• _Document extract_:
This discussion paper puts forward a radical new vision for funding older people’s long-term care – one of the UK’s biggest public policy challenges.
The future funding of long-term care for older people is widely recognised as one of the biggest public policy challenges confronting the UK Government. The cost of long-term care is set to increase in coming decades as a result of demographic change, increasing longevity, as well as the widely acknowledged need to spend more on care to raise quality.
Proposals for state-funded universal free care have thus far dominated debate, but are becoming increasingly problematic in light of the unprecedented transfers of wealth from younger to older cohorts that have occurred during a period of rising property prices.
This report sets out a new approach based around the model of a social insurance fund. The ‘National Care Fund’ proposed would have several key features:
* A risk-pool limited to older cohorts only.

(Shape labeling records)

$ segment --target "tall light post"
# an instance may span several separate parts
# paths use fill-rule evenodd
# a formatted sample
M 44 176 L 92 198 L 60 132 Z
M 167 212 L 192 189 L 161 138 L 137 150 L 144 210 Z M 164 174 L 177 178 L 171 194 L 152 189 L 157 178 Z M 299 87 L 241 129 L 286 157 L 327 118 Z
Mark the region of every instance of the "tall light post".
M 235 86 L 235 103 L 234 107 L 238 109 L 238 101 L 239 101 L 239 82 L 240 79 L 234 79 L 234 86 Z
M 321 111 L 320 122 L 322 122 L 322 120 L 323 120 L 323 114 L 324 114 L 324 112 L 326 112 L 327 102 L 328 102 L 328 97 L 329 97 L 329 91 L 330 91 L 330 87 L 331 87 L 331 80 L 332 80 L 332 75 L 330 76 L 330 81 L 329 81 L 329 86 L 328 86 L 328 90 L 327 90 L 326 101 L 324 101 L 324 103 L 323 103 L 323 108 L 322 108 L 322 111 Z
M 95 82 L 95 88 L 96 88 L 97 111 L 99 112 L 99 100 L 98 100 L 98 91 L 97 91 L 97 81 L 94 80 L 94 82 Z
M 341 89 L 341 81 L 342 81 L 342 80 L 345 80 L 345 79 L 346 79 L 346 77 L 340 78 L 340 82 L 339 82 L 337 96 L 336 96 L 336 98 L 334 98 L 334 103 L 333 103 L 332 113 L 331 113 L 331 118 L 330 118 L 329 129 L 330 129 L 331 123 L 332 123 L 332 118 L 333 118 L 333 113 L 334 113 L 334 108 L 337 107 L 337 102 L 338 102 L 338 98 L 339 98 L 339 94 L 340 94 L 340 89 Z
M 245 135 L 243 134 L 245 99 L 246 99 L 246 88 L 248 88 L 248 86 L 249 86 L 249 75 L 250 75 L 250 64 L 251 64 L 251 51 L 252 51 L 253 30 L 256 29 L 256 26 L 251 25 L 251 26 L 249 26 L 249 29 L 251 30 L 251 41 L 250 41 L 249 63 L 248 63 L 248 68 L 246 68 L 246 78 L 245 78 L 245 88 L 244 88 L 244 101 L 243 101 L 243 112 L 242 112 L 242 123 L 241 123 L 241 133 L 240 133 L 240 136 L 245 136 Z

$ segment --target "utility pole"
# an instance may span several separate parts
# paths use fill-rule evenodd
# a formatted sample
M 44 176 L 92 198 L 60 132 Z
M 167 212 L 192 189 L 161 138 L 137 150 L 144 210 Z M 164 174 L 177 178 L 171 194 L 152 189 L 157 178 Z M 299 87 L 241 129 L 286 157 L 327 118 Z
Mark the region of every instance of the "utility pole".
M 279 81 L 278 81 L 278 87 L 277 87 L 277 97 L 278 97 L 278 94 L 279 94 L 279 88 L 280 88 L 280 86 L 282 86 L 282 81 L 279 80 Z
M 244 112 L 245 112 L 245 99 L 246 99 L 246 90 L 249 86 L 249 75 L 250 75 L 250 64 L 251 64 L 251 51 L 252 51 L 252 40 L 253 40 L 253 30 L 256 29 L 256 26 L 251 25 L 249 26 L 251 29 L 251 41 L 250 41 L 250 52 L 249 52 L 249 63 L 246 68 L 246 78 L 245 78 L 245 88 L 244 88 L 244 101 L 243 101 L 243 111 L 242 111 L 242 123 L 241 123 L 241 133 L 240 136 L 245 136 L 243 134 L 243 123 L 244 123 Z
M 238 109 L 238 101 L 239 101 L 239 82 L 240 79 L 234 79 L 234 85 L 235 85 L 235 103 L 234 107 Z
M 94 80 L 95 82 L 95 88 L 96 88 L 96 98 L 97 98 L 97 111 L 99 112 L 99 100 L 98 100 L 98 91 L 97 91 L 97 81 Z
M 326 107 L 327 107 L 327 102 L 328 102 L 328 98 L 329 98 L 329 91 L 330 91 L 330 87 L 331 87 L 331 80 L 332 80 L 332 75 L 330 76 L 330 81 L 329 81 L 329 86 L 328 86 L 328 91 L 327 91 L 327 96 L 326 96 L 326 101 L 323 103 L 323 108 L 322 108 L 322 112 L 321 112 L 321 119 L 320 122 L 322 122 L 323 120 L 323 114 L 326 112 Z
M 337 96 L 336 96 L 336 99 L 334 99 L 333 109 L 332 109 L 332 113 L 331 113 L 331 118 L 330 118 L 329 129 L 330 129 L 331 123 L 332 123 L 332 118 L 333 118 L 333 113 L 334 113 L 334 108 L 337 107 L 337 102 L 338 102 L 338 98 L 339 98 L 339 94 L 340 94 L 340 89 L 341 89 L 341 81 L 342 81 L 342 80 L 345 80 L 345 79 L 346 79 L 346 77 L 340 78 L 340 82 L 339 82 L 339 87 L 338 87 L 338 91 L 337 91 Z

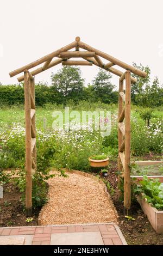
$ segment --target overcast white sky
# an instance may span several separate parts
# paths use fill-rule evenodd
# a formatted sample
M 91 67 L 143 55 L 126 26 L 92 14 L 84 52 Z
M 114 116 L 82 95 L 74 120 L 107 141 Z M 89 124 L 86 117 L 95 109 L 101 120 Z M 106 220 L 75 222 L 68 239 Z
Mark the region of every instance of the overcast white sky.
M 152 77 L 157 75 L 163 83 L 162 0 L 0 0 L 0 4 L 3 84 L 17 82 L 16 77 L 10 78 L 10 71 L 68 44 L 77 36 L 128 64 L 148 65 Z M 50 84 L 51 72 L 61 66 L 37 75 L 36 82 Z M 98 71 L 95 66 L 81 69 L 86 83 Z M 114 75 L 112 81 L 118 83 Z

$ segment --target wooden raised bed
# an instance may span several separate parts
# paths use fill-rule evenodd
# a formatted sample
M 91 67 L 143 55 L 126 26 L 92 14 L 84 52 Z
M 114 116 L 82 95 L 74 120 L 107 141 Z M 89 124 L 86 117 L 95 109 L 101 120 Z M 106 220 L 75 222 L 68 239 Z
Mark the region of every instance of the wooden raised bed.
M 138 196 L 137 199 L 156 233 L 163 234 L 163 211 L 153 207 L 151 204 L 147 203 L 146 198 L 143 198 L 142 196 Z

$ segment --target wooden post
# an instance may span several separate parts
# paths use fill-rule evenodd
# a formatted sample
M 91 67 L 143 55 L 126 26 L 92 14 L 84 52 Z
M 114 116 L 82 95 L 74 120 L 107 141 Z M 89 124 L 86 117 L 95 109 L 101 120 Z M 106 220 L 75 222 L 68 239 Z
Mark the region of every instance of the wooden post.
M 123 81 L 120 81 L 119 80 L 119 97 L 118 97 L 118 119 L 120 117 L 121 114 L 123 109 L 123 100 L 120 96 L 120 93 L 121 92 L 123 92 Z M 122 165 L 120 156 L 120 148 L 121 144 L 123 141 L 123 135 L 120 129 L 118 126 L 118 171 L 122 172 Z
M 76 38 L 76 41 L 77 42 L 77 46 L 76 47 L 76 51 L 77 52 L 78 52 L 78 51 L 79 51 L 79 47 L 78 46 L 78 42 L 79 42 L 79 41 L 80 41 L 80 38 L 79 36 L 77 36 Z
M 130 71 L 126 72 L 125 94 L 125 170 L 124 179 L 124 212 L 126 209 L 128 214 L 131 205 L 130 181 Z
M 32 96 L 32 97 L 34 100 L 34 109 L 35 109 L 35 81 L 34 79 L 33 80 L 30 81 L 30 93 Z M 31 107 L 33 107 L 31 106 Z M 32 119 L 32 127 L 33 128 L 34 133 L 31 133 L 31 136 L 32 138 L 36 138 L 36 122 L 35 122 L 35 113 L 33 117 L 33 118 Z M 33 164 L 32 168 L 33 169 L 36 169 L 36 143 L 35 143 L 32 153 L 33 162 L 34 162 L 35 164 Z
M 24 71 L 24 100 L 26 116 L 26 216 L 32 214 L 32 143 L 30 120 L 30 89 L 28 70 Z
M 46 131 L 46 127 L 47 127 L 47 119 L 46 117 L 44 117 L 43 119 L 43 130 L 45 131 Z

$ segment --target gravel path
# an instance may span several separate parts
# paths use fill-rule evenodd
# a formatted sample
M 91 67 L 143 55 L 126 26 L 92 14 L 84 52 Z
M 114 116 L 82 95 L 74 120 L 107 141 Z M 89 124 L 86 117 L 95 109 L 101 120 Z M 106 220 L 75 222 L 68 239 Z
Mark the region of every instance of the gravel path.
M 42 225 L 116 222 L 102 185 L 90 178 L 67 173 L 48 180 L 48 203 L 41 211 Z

• _Given problem_:
Write the next part of the discussion paper on funding older people's long-term care, starting after its last line.

• _The response_:
* Auto-enrolment to achieve high levels of participation.
* Total flexibility for older people in when and how they pay their contribution, including the option to defer until after death in the form of a charge levied on their estate.
* Poorer individuals would have their contribution paid for by the state.
* A fully-fledged market in complementary long-term care insurance products from the private sector is also proposed.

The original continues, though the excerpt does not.